> **PROBLEM SET**:
(1) Answer these questions using the text headed "White privilege sent me home to my kids." Mark each answer with its letter.
(a) Who tells the story of the fight?
(b) In front of what kind of place did the night in question happen?
(c) What gift does the writer say his parents gave him?
(2) From the text headed "White privilege sent me home to my kids," write out the part that opens with the words "So much of the" and closes with "I understood it.".
(3) The writer of the text headed "White privilege sent me home to my kids" says that certain things stem from an inability to admit a fact of life. List all of these things.

> **PAGE EXTRACT**:
────
“White privilege sent me home to my kids”

Matt Zoller Seitz tells the story of that time when he got in a fight with a black man and didn’t go to jail for it:

There’s a much slimmer chance that either of those cops would have patiently listened to the sob story of a drunk brown-skinned man about how he’d ended up on the pavement with his forearm around a white man’s neck, and an equally slim chance that they’d have talked to him for a few minutes and sent him on his way and put the white man in the squad car.

Below are the take home paragraphs:

We have to stop the cycle long enough to realize that what we are really shrugging off is racial inequality. This is not: “Well, if ya factor out race, it’s a class thing.” We all know in our hearts that that is, at best, only partly true. The full truth must include the acknowledgement that if you’re white, different rules apply.

So much of the crosstalk, the shouting, the debate over Ferguson stems, I believe, from an inability to admit this fact of life, which was illustrated so plainly to me that night in front of the deli. I’ve never been profiled. I’ve never been stopped and frisked. I’ve never experienced anything of the sort because of the gift that my parents gave me, and that my son’s parents gave him: white skin. I’ve had encounters with police, mostly during my youth, in which I’d done something wrong and thought I was about to get a ticket or go to jail but somehow didn’t, because I managed to take back or apologize for whatever I’d said to a cop in petulance or frustration; these encounters, too, would have likely gone differently, perhaps ended differently, if I hadn’t been white.

Again, I already knew this stuff. But after that night in front of the deli, I understood it.
────
> **ENTRIES SHOWN**:
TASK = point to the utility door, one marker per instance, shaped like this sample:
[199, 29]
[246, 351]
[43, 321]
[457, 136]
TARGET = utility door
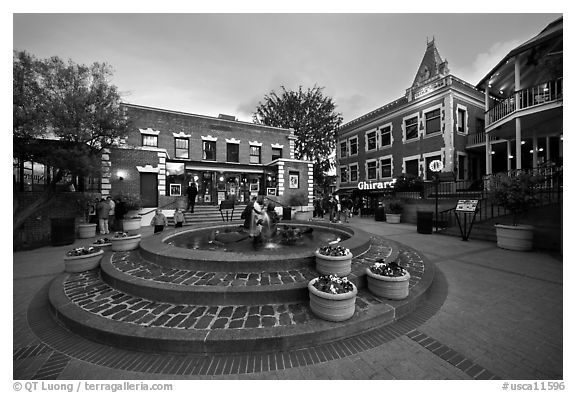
[149, 189]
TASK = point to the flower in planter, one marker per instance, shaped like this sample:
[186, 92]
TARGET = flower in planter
[334, 251]
[392, 269]
[333, 284]
[81, 251]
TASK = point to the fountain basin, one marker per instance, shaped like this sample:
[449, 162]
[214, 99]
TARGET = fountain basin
[156, 249]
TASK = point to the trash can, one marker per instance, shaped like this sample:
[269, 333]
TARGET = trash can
[424, 222]
[62, 231]
[379, 214]
[286, 213]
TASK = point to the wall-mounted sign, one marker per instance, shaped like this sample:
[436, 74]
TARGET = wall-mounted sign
[375, 185]
[468, 206]
[436, 165]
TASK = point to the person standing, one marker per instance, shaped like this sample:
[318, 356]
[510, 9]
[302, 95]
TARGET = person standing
[102, 211]
[111, 214]
[178, 218]
[159, 221]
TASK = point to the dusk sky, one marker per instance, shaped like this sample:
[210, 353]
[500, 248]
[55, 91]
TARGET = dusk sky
[225, 63]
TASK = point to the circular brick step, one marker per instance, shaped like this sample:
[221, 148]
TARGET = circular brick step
[88, 306]
[130, 273]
────
> **ANSWERS PROVIDED**:
(1)
(a) Matt Zoller Seitz
(b) A deli
(c) White skin

(2)
So much of the crosstalk, the shouting, the debate over Ferguson stems, I believe, from an inability to admit this fact of life, which was illustrated so plainly to me that night in front of the deli. I’ve never been profiled. I’ve never been stopped and frisked. I’ve never experienced anything of the sort because of the gift that my parents gave me, and that my son’s parents gave him: white skin. I’ve had encounters with police, mostly during my youth, in which I’d done something wrong and thought I was about to get a ticket or go to jail but somehow didn’t, because I managed to take back or apologize for whatever I’d said to a cop in petulance or frustration; these encounters, too, would have likely gone differently, perhaps ended differently, if I hadn’t been white.

Again, I already knew this stuff. But after that night in front of the deli, I understood it.

(3)
- The crosstalk
- The shouting
- The debate over Ferguson